**GOALS**
A) In the post on raised garden beds, what is the greatest width a raised bed should be built?
B) Reproduce the part of the post on raised garden beds starting at "v  You can create" and ending at "ease of access.".

**EXCERPTED PASSAGE**

Showing posts with label netafim. Show all posts
Showing posts with label netafim. Show all posts

Thursday, November 3, 2011

Raised Garden Beds


I know it doesn’t seem like the time to think of gardening stuff. After all, we just put the garden to bed for the winter and there’s 6” of snow on everything. But if you want a good garden next year, winter is a good time to plan and build your raised beds.

Why raised beds? Why not just dig up a space in your yard and make it your garden? Well….

 
v  You can plant the vegetable closer together than in a row garden. This way, the leaves overlap which conserves moisture and suppresses weeds.
v  It extends your planting and growing season because you can cover the beds with plastic or sheets in case of a light frost.
v  You can create a better growth medium than your native soil.
v  They reduce the amount of water you will use because of drip irrigation, plant density, and fewer weeds.
v  You don’t walk on the raised beds so the soil doesn’t get compacted and the roots can grow easier. Think really big carrots.
v  You get much higher yields from a smaller space than with row gardening.
v  They’re pretty – many gardeners are using raised beds for edible landscaping including yours truly.
v  You don’t have to bend over or kneel as much as row gardening. You can build the beds as high as you need for ease of access.
v  You can use them to control erosion if you build along contour lines on slopes.
v  You can move them, with some work, depending on the changing needs of your garden.
v  Plants can grow up with a trellis like peas, down with root vegetables like carrots, and on the surface like lettuce, all in the same bed.

What’s a raised bed? It’s just a box, built no more than 4 feet wide, which can be any length or shape. You can make them out of wood (untreated), rock, concrete or decorative border material. They can be built as high as it’s convenient but you want them at least 12” deep. You can even raise them off the ground and have sort of a floating garden waist high so there’s no bending at all. Or you can build some window boxes.

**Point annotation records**
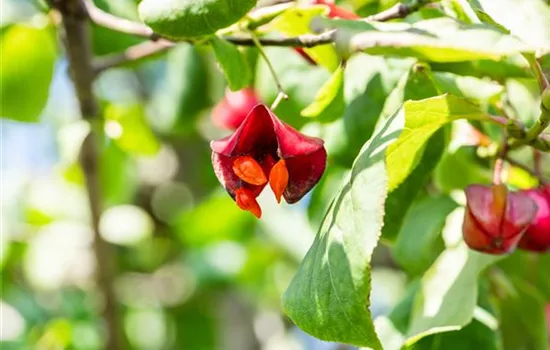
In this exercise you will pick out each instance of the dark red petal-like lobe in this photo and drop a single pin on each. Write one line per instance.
(304, 172)
(255, 135)
(520, 211)
(476, 238)
(487, 205)
(537, 235)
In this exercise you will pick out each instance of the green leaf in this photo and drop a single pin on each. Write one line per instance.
(329, 295)
(508, 67)
(106, 41)
(27, 65)
(437, 40)
(472, 171)
(523, 324)
(127, 127)
(369, 80)
(188, 19)
(329, 102)
(422, 119)
(117, 174)
(475, 335)
(182, 92)
(296, 21)
(233, 63)
(417, 84)
(448, 293)
(468, 87)
(524, 100)
(419, 241)
(526, 19)
(300, 80)
(196, 229)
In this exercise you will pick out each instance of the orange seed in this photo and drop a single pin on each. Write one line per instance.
(248, 170)
(278, 179)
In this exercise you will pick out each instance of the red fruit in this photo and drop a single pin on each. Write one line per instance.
(264, 145)
(230, 112)
(495, 218)
(537, 236)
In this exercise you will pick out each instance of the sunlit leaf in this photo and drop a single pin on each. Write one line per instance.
(526, 19)
(438, 40)
(422, 119)
(522, 316)
(28, 57)
(329, 295)
(296, 21)
(468, 87)
(182, 92)
(419, 241)
(329, 102)
(453, 277)
(127, 127)
(232, 62)
(188, 19)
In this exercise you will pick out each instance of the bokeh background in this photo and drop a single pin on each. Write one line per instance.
(191, 270)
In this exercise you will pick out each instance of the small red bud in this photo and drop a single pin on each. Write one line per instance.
(230, 112)
(495, 218)
(537, 236)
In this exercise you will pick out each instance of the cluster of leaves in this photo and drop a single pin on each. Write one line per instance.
(397, 119)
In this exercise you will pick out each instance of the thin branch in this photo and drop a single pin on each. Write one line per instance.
(140, 51)
(399, 10)
(122, 25)
(306, 40)
(282, 94)
(132, 54)
(78, 47)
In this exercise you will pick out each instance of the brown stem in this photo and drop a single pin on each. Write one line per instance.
(132, 54)
(399, 10)
(78, 47)
(123, 25)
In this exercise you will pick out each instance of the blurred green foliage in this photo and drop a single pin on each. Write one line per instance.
(193, 271)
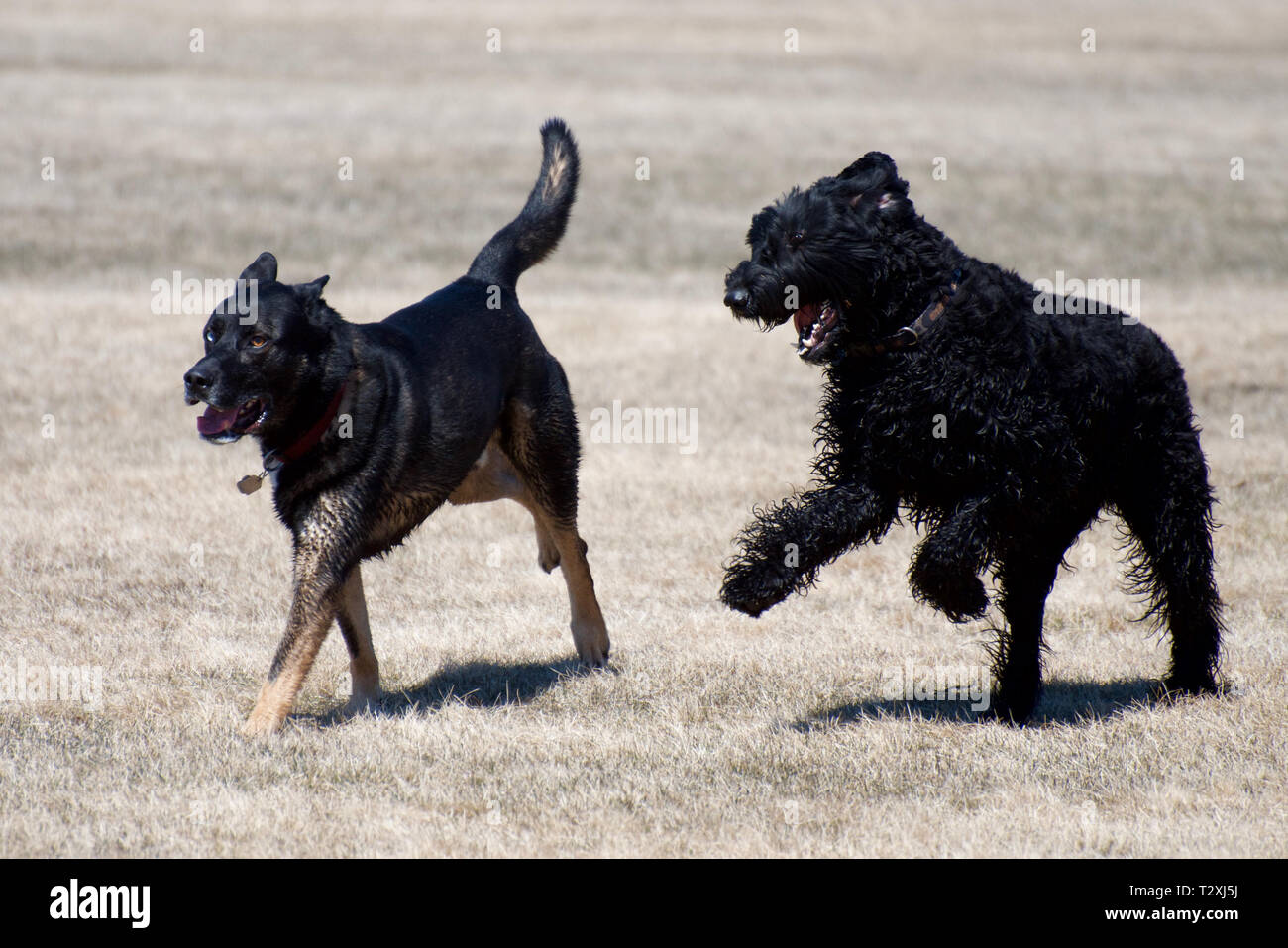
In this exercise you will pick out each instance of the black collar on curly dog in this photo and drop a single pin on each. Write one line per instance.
(910, 335)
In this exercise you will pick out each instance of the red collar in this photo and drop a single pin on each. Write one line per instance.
(275, 459)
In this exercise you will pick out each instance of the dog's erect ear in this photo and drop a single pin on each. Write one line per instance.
(313, 291)
(318, 312)
(265, 269)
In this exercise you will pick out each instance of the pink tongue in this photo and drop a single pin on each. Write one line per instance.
(804, 318)
(215, 421)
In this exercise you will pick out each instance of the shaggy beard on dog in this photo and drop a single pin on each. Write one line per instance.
(953, 397)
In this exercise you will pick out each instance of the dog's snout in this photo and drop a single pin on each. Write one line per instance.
(737, 298)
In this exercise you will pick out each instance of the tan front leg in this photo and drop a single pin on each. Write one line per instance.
(312, 612)
(364, 668)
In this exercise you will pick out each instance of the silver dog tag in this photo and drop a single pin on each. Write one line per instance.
(250, 483)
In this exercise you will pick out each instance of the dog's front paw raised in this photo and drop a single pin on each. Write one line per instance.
(752, 587)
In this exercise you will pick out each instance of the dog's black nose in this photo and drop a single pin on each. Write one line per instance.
(194, 381)
(737, 298)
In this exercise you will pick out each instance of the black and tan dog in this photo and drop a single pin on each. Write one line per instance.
(366, 429)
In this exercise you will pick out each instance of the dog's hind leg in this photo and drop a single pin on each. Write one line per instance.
(1026, 579)
(493, 476)
(364, 668)
(1167, 505)
(944, 571)
(542, 445)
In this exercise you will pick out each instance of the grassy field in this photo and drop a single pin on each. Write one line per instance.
(124, 545)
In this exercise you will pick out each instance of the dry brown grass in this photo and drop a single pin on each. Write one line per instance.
(713, 734)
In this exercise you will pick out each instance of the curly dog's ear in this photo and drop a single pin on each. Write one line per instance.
(875, 180)
(874, 163)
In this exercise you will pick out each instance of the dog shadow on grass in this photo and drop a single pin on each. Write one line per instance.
(1061, 702)
(476, 685)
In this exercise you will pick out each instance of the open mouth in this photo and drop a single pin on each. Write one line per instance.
(815, 330)
(227, 424)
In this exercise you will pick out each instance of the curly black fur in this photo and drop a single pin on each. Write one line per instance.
(1003, 434)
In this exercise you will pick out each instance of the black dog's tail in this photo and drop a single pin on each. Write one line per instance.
(528, 239)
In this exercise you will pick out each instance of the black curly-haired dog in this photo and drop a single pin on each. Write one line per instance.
(1003, 430)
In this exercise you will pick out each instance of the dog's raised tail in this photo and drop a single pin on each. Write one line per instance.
(528, 239)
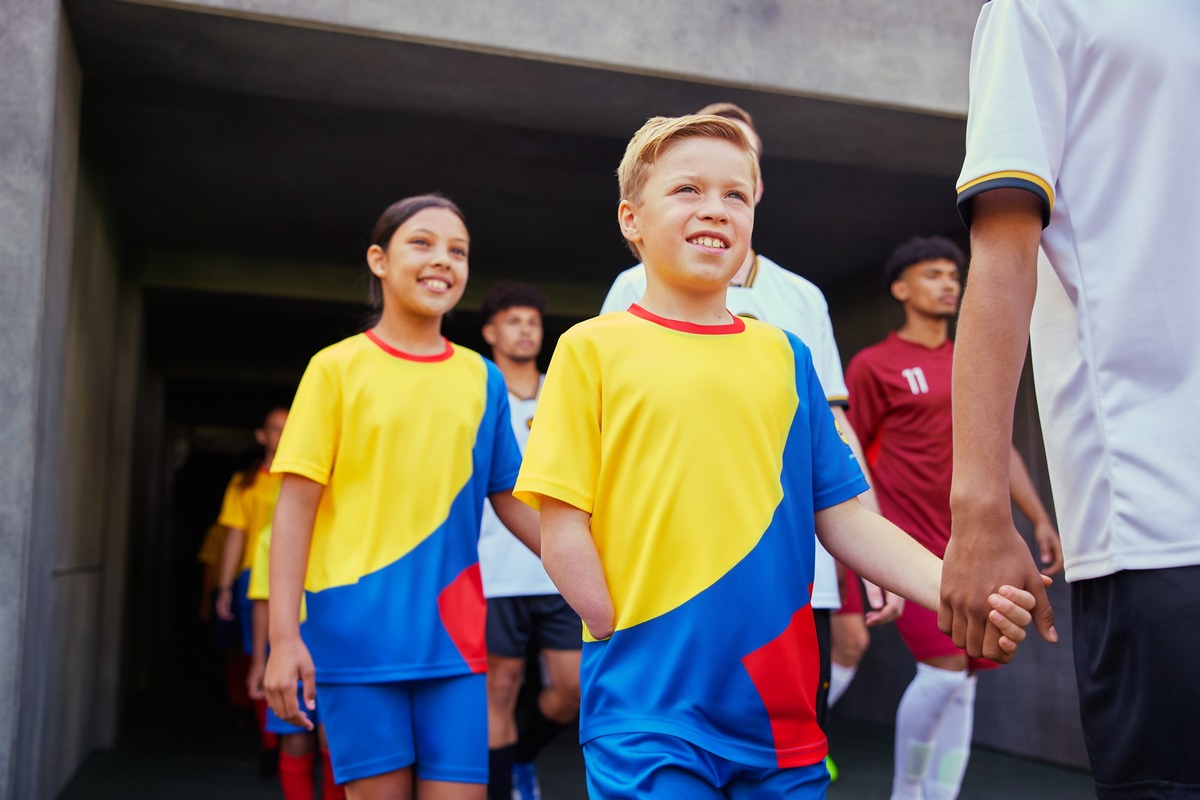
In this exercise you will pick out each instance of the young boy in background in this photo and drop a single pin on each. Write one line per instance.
(689, 561)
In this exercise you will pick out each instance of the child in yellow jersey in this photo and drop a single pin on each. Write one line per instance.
(297, 744)
(689, 561)
(246, 510)
(396, 438)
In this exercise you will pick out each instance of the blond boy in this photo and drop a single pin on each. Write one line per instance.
(690, 563)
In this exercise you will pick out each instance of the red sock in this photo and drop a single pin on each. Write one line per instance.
(329, 791)
(295, 776)
(270, 741)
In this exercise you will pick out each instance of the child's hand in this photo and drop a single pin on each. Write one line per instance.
(1011, 614)
(255, 679)
(288, 665)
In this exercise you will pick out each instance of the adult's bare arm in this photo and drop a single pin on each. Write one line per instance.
(985, 551)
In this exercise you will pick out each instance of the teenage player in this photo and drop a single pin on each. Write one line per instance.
(247, 509)
(901, 389)
(765, 290)
(523, 606)
(396, 438)
(689, 560)
(1081, 138)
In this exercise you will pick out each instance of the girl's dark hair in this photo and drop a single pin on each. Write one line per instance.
(396, 215)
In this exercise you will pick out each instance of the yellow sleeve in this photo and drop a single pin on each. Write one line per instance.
(309, 444)
(562, 458)
(259, 573)
(233, 509)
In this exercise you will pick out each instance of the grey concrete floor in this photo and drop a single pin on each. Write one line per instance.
(180, 764)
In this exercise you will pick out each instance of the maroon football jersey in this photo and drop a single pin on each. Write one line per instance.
(900, 409)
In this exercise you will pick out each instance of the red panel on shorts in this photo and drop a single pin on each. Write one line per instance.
(463, 613)
(785, 671)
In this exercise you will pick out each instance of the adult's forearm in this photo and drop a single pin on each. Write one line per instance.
(989, 352)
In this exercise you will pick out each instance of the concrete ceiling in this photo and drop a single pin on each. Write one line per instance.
(221, 137)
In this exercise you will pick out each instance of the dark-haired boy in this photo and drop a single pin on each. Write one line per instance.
(901, 389)
(689, 560)
(523, 605)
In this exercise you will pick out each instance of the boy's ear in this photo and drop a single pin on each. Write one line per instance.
(375, 259)
(490, 334)
(627, 217)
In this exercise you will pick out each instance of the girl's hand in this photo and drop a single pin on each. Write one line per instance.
(288, 665)
(1011, 614)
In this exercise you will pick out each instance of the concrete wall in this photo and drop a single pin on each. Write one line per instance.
(64, 342)
(861, 50)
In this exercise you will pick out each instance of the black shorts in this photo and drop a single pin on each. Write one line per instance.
(1137, 645)
(546, 620)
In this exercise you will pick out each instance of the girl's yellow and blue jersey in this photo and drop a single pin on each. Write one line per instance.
(701, 453)
(407, 449)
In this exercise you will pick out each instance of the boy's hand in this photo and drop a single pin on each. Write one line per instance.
(255, 679)
(978, 560)
(885, 606)
(288, 665)
(1011, 614)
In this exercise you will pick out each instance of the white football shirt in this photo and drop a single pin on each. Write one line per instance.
(1093, 106)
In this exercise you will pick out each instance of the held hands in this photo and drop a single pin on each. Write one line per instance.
(976, 564)
(288, 665)
(1011, 615)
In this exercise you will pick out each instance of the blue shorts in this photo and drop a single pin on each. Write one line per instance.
(245, 611)
(631, 765)
(277, 726)
(439, 725)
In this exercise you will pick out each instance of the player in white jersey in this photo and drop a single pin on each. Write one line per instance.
(765, 290)
(523, 606)
(1081, 139)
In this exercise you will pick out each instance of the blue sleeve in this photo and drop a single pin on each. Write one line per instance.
(837, 475)
(505, 461)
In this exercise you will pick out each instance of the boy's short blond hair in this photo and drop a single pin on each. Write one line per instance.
(659, 133)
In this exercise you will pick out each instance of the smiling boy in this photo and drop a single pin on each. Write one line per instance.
(689, 563)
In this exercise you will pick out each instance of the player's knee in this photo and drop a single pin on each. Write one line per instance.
(503, 686)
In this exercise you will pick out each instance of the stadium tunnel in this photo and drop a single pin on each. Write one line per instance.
(209, 173)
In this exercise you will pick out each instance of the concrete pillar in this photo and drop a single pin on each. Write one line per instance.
(39, 150)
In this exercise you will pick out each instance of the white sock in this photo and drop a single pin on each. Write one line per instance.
(839, 680)
(952, 746)
(918, 720)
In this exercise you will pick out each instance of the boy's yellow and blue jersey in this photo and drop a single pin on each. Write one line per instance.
(407, 449)
(701, 453)
(250, 509)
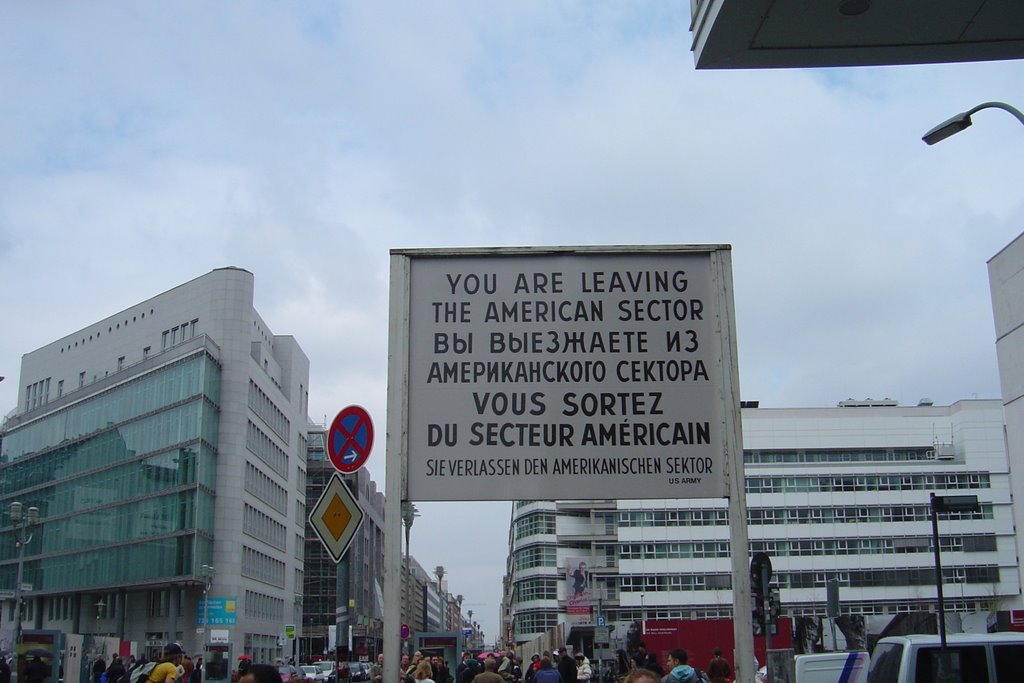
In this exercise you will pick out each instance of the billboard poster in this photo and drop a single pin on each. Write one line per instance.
(564, 373)
(578, 591)
(39, 655)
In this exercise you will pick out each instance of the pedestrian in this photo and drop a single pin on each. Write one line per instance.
(187, 668)
(546, 673)
(535, 665)
(260, 673)
(679, 670)
(166, 670)
(719, 670)
(116, 671)
(424, 672)
(566, 666)
(489, 674)
(98, 667)
(440, 672)
(646, 659)
(584, 671)
(641, 675)
(36, 671)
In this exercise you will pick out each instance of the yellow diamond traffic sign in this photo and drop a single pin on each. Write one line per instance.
(336, 517)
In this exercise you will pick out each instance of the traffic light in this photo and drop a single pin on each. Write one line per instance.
(774, 604)
(758, 613)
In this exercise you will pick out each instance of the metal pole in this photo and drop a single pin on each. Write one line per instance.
(766, 605)
(17, 591)
(409, 586)
(938, 574)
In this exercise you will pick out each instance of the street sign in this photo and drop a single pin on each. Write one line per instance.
(217, 611)
(350, 439)
(606, 370)
(336, 517)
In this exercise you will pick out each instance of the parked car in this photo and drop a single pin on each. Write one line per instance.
(324, 670)
(986, 657)
(358, 672)
(289, 674)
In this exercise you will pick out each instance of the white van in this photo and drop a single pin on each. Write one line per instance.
(833, 668)
(971, 657)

**COMPLETE ANSWERS**
A) No more than 4 feet wide.

B)
v  You can create a better growth medium than your native soil.
v  They reduce the amount of water you will use because of drip irrigation, plant density, and fewer weeds.
v  You don’t walk on the raised beds so the soil doesn’t get compacted and the roots can grow easier. Think really big carrots.
v  You get much higher yields from a smaller space than with row gardening.
v  They’re pretty – many gardeners are using raised beds for edible landscaping including yours truly.
v  You don’t have to bend over or kneel as much as row gardening. You can build the beds as high as you need for ease of access.